* **What to work on**
Rewrite every line of the records from the start through the line containing "x=444 y=620", shifting each x and y coordinate in the answers by -84 and copying all other lines unchanged. Leave the pictures out.

** Start **

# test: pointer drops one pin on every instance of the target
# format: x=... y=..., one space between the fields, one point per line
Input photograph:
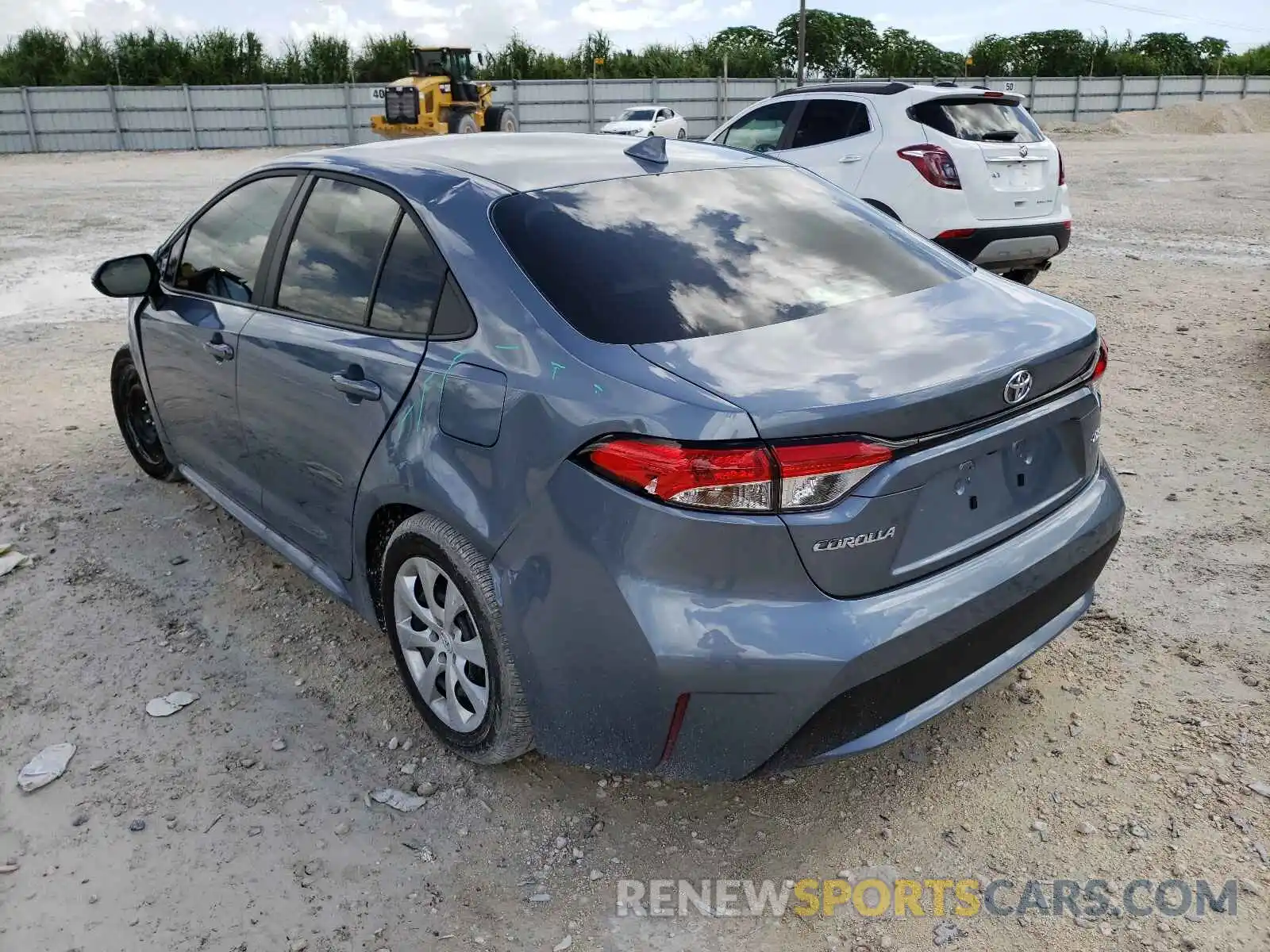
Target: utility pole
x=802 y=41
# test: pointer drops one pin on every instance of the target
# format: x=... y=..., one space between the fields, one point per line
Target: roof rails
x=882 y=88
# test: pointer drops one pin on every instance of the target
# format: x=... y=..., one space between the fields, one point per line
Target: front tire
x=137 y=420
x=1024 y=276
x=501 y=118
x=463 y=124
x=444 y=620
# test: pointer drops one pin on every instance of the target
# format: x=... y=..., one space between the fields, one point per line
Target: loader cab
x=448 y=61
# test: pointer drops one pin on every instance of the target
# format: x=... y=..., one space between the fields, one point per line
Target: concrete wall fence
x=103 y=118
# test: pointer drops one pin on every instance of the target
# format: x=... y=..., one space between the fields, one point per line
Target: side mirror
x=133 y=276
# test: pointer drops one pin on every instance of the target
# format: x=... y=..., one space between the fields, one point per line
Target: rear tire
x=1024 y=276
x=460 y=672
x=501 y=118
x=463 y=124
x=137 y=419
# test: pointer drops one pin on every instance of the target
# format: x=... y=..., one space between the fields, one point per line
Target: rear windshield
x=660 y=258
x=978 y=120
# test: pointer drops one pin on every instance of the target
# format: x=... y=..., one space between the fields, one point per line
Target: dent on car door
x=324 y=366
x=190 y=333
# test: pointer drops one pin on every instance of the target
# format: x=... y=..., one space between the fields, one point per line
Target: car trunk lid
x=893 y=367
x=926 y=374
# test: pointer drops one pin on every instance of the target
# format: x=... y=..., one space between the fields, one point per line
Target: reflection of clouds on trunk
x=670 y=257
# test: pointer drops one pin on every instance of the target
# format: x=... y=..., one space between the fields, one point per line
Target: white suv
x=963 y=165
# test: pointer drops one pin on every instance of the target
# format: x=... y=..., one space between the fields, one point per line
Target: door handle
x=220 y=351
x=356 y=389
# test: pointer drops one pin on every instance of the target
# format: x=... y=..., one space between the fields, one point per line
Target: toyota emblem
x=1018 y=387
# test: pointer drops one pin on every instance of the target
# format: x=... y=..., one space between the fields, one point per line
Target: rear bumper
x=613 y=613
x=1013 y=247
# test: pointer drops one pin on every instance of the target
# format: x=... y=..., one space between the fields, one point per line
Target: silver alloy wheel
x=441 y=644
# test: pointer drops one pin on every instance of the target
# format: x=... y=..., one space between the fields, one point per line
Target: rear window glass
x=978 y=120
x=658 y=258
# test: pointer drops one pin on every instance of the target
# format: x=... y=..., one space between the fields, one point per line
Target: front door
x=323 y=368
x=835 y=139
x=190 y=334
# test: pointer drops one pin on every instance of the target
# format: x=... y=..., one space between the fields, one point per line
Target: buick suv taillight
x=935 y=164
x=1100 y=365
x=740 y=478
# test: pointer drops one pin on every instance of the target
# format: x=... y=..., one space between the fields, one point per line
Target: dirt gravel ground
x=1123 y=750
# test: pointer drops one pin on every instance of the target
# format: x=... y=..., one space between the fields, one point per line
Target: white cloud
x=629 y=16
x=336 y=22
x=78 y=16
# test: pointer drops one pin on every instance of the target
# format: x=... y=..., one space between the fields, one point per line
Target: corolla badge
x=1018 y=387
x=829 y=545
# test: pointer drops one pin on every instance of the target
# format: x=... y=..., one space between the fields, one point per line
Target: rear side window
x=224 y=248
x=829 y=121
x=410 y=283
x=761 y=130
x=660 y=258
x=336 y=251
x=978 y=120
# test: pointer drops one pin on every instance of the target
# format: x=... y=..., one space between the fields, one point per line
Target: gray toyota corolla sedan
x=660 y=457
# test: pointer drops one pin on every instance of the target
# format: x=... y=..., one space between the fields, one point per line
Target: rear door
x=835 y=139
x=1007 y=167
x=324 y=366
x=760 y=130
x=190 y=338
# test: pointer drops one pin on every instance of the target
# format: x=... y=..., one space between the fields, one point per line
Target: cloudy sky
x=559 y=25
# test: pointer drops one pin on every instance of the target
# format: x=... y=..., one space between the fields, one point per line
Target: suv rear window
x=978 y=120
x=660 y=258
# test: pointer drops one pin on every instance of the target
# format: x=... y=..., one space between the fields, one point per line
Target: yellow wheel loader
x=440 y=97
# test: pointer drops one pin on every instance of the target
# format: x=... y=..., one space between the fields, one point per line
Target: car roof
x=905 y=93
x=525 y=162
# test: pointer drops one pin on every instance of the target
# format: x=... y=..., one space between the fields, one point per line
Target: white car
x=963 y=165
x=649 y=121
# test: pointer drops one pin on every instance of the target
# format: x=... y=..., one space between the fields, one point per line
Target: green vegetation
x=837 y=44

** End **

* **The response**
# test: pointer drops one pin on every instance of the target
# format: x=... y=..., one space between the fields, one point per line
Input photograph:
Target: utility pole
x=718 y=-43
# test: pointer drops one pin on every instance of the target
# format: x=... y=..., one space between the fields, one point per line
Target: roof rails
x=798 y=4
# test: pointer drops one pin on every instance of the target
# format: x=... y=..., one space between the fields, one point per line
Target: front tire
x=53 y=336
x=940 y=192
x=417 y=34
x=379 y=40
x=360 y=536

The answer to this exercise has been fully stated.